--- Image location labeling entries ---
..........
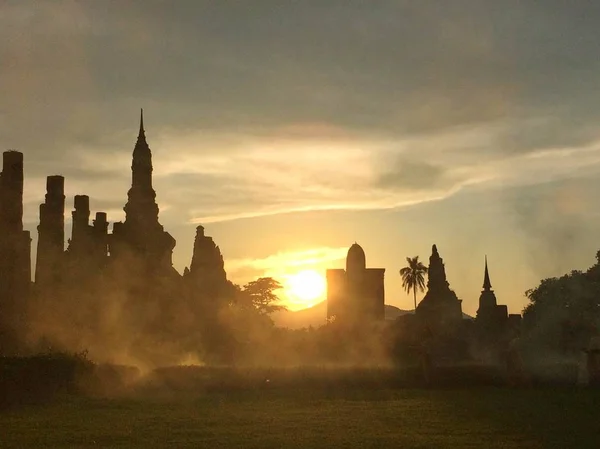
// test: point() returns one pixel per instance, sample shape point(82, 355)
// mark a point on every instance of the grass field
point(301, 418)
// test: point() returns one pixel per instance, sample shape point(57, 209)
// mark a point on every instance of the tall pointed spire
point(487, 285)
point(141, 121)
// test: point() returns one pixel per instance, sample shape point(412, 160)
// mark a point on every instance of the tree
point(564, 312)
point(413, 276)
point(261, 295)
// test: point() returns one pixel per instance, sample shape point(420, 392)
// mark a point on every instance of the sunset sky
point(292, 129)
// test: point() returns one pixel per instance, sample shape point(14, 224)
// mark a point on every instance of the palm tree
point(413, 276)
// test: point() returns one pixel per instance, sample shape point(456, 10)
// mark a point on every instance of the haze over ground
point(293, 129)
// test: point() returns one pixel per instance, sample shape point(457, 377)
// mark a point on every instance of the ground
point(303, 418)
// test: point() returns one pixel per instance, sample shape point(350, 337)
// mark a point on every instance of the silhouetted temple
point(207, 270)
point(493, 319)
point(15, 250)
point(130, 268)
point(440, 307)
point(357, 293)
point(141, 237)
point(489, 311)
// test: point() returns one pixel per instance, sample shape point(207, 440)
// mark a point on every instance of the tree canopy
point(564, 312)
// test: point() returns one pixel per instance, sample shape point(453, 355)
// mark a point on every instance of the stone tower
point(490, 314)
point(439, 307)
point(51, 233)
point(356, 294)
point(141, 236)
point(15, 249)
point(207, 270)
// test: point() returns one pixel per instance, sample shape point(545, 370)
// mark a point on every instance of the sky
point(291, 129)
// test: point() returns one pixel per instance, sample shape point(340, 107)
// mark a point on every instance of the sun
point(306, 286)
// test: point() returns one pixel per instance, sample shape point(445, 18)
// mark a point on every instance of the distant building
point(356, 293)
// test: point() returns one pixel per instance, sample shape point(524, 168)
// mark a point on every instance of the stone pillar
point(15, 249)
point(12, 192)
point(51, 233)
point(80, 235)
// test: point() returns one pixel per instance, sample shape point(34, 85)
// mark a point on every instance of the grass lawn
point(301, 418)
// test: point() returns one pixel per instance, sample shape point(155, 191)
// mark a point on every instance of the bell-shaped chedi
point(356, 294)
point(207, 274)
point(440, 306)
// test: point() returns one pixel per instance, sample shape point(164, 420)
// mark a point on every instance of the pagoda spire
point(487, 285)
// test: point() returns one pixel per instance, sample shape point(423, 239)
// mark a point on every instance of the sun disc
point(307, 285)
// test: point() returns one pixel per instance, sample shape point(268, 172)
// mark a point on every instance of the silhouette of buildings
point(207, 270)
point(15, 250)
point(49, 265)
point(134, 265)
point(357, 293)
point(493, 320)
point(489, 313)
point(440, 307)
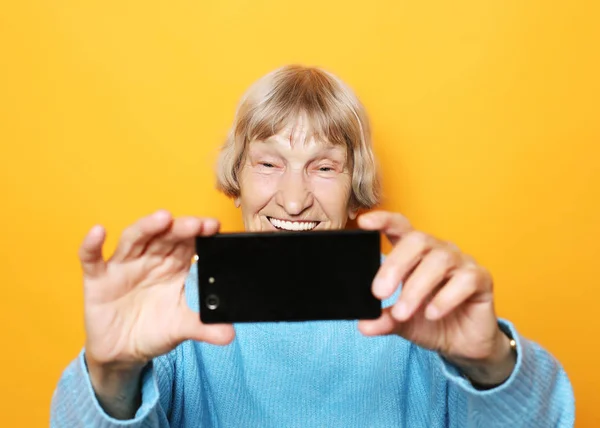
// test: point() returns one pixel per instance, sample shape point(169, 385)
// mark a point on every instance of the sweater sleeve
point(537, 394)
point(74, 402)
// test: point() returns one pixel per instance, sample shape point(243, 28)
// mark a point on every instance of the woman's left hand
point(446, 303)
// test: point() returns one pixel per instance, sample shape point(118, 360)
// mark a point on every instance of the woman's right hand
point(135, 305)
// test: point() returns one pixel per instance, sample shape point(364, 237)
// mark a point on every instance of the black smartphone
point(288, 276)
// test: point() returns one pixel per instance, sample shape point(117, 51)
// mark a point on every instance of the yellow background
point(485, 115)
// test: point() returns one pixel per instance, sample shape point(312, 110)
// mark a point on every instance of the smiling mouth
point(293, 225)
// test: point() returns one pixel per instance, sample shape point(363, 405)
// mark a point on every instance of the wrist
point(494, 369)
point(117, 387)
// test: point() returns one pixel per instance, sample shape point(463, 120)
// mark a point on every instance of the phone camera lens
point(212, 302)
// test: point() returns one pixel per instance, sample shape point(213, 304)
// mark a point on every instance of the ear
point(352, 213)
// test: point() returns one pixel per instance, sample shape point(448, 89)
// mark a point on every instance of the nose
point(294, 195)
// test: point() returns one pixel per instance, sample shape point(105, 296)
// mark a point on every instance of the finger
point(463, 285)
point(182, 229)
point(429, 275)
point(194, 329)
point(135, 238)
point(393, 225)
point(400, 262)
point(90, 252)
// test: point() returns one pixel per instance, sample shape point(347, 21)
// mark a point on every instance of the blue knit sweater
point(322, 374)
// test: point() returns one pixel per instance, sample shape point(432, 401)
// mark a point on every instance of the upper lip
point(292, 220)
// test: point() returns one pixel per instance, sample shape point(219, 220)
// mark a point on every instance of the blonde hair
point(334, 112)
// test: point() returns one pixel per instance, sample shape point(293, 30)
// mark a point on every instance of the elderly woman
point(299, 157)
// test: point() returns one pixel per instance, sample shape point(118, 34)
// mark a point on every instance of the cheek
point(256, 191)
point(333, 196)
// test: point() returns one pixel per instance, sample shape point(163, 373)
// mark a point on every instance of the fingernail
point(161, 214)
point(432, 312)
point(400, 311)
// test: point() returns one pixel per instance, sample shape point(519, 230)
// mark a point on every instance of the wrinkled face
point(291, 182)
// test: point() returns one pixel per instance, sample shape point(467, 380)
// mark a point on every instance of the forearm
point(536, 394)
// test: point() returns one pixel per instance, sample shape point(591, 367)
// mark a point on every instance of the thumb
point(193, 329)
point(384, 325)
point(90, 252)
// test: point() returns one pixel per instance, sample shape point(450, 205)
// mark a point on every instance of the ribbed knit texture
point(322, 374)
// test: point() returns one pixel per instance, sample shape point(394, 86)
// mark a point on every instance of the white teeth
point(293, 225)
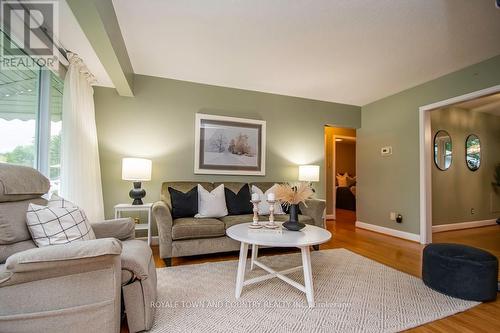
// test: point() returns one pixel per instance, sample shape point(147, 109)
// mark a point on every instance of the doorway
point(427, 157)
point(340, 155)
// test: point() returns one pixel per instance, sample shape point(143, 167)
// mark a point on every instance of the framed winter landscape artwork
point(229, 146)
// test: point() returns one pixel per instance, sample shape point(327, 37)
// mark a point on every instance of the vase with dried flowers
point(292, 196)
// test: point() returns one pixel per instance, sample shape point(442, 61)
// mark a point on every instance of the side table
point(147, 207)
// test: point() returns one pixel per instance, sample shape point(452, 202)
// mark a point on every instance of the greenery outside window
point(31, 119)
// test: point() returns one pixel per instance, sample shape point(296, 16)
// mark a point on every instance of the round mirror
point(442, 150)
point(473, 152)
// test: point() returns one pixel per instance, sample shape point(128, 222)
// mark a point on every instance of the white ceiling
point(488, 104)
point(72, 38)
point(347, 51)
..........
--- Directive ---
Repeat precisely the lines of the data starting at the one containing "shape point(147, 109)", last line included.

--- Written solution ---
// test: point() returns one pixel per instance, sample shape point(147, 109)
// mark a point on every instance of the doorway
point(427, 157)
point(340, 155)
// test: point() returns one pixel per instance, sample shape point(143, 167)
// mark a point on every instance of the framed winter landscape artwork
point(229, 146)
// test: point() returns one pixel per instance, sample shape point(327, 37)
// mark a point on every instance of the vase with dried flowers
point(292, 196)
// test: point() returns one pixel per instance, sample shape point(442, 61)
// mark a point on every instance of the side table
point(147, 207)
// test: point() returns one pixel per instance, sample shape point(452, 202)
// mark a point on every instance of the greenery outside window
point(31, 119)
// test: point() returns one pixel per instance, sample shape point(296, 16)
// mark a point on every instance of the round mirror
point(442, 150)
point(473, 152)
// test: point() returns one pixel per instance, sample shape point(128, 222)
// mark a point on every instance of the white ceiling
point(488, 104)
point(72, 38)
point(347, 51)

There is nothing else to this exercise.